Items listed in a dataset
┄┄┄┄┄┄┄┄┄┄
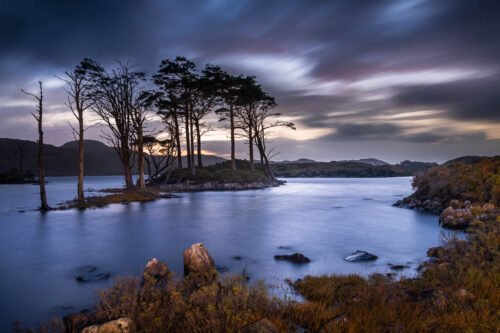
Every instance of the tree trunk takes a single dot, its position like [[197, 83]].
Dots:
[[140, 158], [81, 197], [193, 166], [250, 149], [41, 163], [188, 136], [198, 139], [178, 141], [233, 155]]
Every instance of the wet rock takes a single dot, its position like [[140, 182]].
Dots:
[[360, 256], [122, 325], [436, 252], [221, 268], [488, 207], [456, 218], [297, 258], [156, 273], [398, 267], [261, 326], [197, 260], [91, 274]]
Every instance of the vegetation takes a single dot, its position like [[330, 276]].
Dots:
[[14, 176], [458, 291], [38, 115], [477, 180], [221, 172], [117, 196], [347, 169]]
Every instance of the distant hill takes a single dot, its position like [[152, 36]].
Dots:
[[371, 161], [100, 159], [300, 160]]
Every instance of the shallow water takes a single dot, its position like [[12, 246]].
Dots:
[[326, 219]]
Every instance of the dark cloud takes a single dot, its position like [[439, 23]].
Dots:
[[477, 99]]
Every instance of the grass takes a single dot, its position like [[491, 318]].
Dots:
[[117, 196], [459, 292]]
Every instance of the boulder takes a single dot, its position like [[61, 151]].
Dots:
[[122, 325], [455, 204], [488, 207], [261, 326], [91, 274], [155, 272], [360, 256], [297, 258], [436, 252], [197, 260]]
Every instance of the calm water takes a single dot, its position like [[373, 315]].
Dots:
[[326, 219]]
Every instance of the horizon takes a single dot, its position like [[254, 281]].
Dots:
[[415, 80]]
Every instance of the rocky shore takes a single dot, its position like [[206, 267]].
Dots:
[[219, 186]]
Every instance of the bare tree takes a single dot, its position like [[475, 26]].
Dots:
[[262, 124], [38, 115], [114, 95], [77, 88]]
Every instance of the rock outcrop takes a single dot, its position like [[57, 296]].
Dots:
[[155, 273], [198, 260], [122, 325]]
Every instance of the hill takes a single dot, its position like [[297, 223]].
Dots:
[[100, 159]]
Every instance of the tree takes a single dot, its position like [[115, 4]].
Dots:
[[262, 123], [228, 87], [177, 78], [38, 115], [205, 99], [77, 87], [114, 99]]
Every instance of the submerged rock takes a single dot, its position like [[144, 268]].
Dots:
[[297, 258], [91, 274], [436, 252], [122, 325], [360, 256], [197, 260]]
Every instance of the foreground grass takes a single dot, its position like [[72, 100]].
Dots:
[[457, 292]]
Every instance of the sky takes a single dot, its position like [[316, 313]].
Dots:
[[394, 80]]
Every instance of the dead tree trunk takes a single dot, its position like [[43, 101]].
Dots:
[[233, 149], [38, 115]]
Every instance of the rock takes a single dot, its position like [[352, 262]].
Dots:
[[122, 325], [456, 218], [297, 258], [155, 272], [436, 252], [197, 260], [398, 267], [360, 256], [488, 206], [91, 274], [221, 269], [261, 326]]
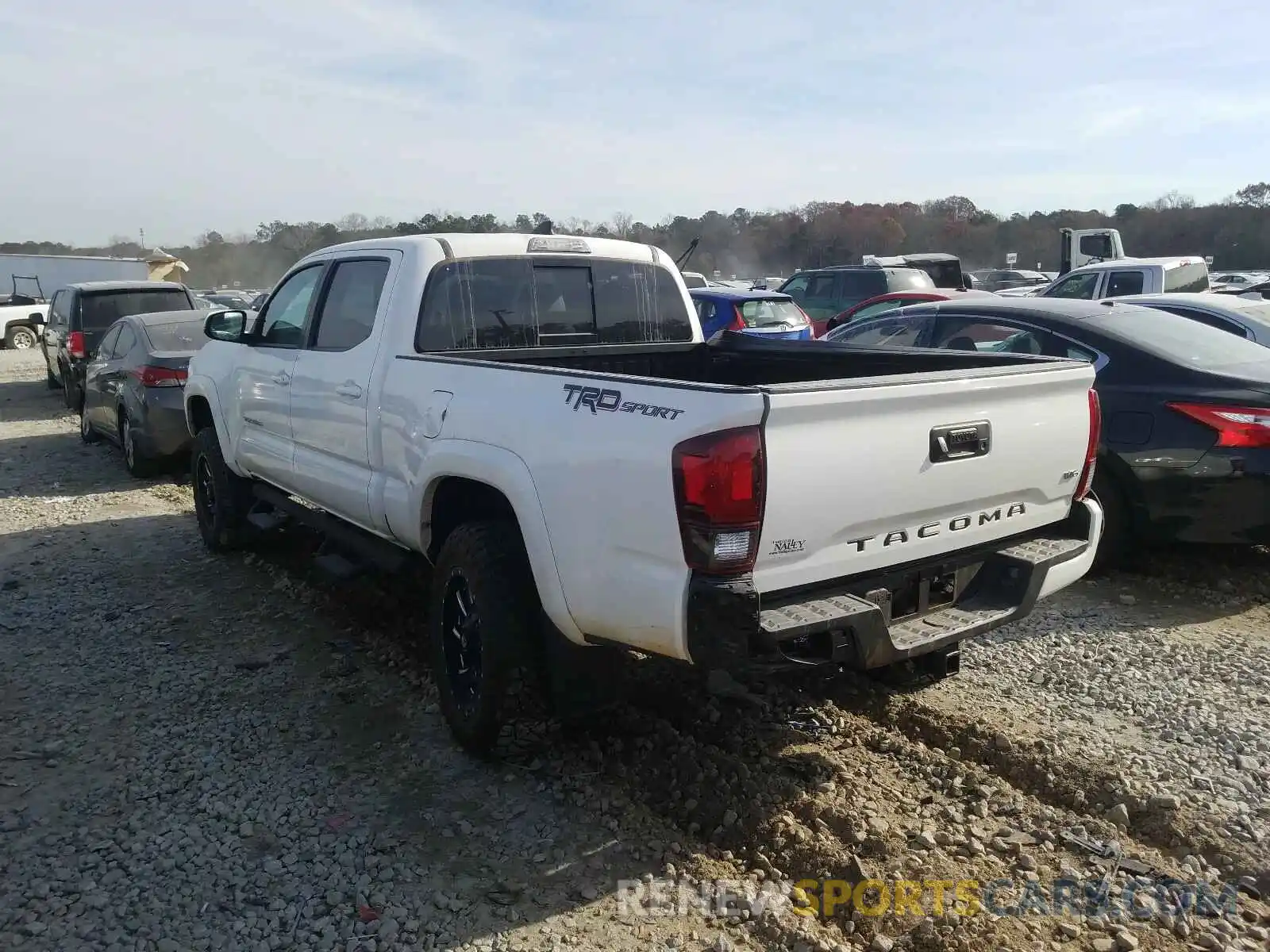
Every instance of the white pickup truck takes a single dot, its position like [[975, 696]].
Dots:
[[540, 419], [22, 321]]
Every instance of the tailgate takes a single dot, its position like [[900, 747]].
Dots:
[[854, 484]]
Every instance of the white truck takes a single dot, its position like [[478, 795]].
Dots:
[[22, 321], [540, 419], [1130, 276]]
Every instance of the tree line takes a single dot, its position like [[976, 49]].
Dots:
[[1236, 232]]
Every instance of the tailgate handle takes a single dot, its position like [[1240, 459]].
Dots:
[[960, 441]]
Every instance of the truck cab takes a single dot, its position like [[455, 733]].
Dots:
[[1132, 276], [1081, 247]]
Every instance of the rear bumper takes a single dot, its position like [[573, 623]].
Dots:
[[1225, 498], [732, 626], [163, 431]]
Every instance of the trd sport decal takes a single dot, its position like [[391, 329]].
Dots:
[[611, 401]]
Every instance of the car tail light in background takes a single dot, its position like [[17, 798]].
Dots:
[[719, 492], [1248, 427], [1091, 448], [159, 376]]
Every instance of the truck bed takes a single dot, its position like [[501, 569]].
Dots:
[[742, 361]]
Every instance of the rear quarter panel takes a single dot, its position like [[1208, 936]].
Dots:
[[600, 479]]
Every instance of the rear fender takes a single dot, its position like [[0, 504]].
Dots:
[[508, 474]]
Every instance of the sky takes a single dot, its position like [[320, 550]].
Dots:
[[130, 116]]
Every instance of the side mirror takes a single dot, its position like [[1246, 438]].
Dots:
[[233, 327]]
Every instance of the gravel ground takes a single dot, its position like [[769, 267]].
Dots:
[[229, 753]]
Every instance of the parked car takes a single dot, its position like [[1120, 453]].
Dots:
[[1244, 317], [226, 298], [1130, 276], [746, 501], [1003, 279], [80, 314], [897, 298], [762, 313], [1238, 278], [133, 387], [1185, 450], [826, 292]]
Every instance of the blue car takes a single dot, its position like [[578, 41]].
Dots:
[[761, 313]]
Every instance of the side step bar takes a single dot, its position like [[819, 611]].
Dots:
[[346, 547]]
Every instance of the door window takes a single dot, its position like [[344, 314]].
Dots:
[[1079, 286], [352, 300], [57, 309], [994, 336], [1121, 283], [287, 310], [882, 332], [124, 344]]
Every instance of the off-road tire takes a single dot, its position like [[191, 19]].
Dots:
[[14, 338], [222, 524], [506, 710], [87, 433], [137, 465], [1117, 527]]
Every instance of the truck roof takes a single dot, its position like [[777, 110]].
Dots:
[[78, 258], [1130, 262], [503, 245], [126, 285]]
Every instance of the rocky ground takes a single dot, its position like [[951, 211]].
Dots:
[[230, 753]]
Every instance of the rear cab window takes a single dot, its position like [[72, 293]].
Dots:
[[1187, 278], [101, 309], [545, 301], [1179, 340]]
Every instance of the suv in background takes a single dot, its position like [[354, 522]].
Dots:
[[825, 292], [80, 314]]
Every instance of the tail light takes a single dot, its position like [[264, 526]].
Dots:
[[1091, 448], [1242, 427], [719, 493], [159, 376]]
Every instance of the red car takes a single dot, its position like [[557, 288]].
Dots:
[[888, 302]]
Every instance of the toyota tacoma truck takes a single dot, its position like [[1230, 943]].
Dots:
[[539, 418]]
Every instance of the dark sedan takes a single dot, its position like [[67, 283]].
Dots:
[[133, 387], [1242, 317], [1185, 450]]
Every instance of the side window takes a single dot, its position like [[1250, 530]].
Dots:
[[1212, 321], [352, 300], [107, 347], [289, 308], [1076, 353], [61, 308], [1079, 286], [883, 332], [876, 309], [1121, 283], [986, 336], [124, 344]]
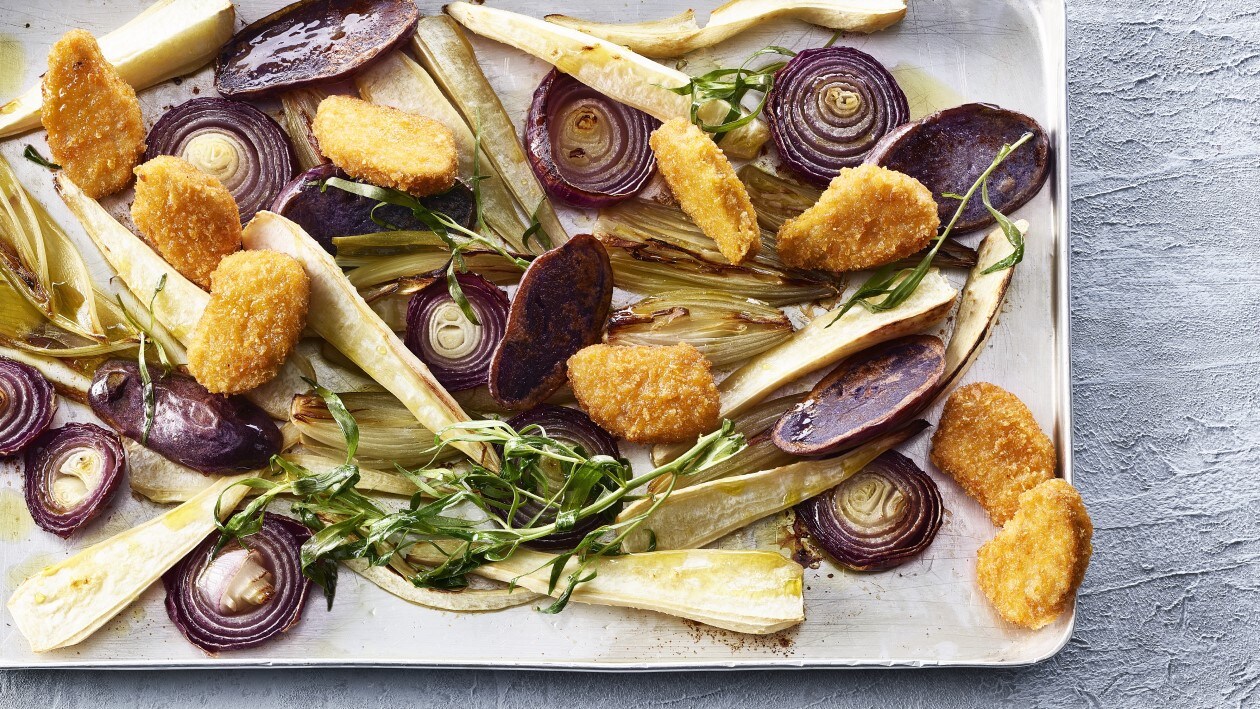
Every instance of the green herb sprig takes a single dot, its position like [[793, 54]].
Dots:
[[731, 86], [893, 286], [349, 525]]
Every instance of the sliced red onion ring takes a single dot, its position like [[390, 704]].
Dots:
[[456, 350], [245, 596], [587, 150], [71, 475], [829, 107], [27, 406], [575, 428], [241, 146], [880, 518]]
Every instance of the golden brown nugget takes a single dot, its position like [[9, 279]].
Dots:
[[647, 394], [989, 442], [386, 146], [92, 117], [1035, 564], [868, 215], [707, 188], [189, 217], [255, 317]]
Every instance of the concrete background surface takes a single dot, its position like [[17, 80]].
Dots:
[[1166, 291]]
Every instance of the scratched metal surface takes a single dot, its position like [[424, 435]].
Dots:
[[1164, 292]]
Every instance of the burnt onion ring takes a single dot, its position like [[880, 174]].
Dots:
[[575, 428], [458, 351], [202, 583], [27, 406], [82, 452], [237, 144], [880, 518], [586, 149], [829, 107]]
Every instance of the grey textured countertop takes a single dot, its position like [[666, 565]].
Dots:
[[1166, 290]]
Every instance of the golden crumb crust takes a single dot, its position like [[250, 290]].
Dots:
[[95, 129], [255, 317], [1035, 564], [707, 188], [647, 394], [868, 215], [189, 217], [989, 442], [386, 146]]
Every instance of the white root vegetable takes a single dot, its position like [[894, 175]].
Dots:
[[754, 592], [340, 315], [66, 602], [679, 34], [170, 38], [703, 513]]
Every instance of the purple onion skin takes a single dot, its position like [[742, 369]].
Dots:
[[279, 542], [271, 164], [867, 549], [813, 136], [561, 306], [490, 305], [338, 213], [43, 459], [619, 176], [27, 406], [866, 396], [311, 42], [573, 427], [949, 150], [193, 427]]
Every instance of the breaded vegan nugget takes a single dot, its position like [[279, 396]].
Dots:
[[647, 394], [707, 188], [386, 146], [255, 317], [189, 217], [95, 127], [989, 442], [868, 215], [1035, 564]]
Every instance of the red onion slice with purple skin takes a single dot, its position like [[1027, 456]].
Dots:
[[241, 146], [586, 149], [882, 516], [575, 428], [27, 406], [71, 475], [243, 596], [458, 351], [829, 107]]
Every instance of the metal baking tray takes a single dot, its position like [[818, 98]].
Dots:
[[927, 612]]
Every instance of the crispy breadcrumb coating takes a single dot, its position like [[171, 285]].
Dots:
[[707, 188], [386, 146], [868, 215], [1032, 568], [255, 317], [92, 117], [189, 217], [989, 442], [647, 394]]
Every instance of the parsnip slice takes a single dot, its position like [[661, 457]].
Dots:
[[677, 35], [340, 315], [168, 39], [755, 592], [68, 601], [703, 513]]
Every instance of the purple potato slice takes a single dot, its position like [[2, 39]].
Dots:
[[311, 42], [867, 394], [949, 150]]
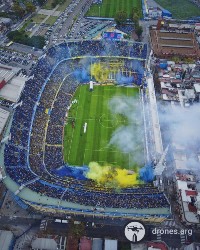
┄┄┄┄┄┄┄┄┄┄
Filter the data down to the lines that contain the string "grass", and copy them.

RESPONSE FOR THIS EXERCISE:
Every instance of the grass takes a single dot, its position like [[491, 318]].
Every instance of the foreground grass takes a single dot, its position like [[72, 100]].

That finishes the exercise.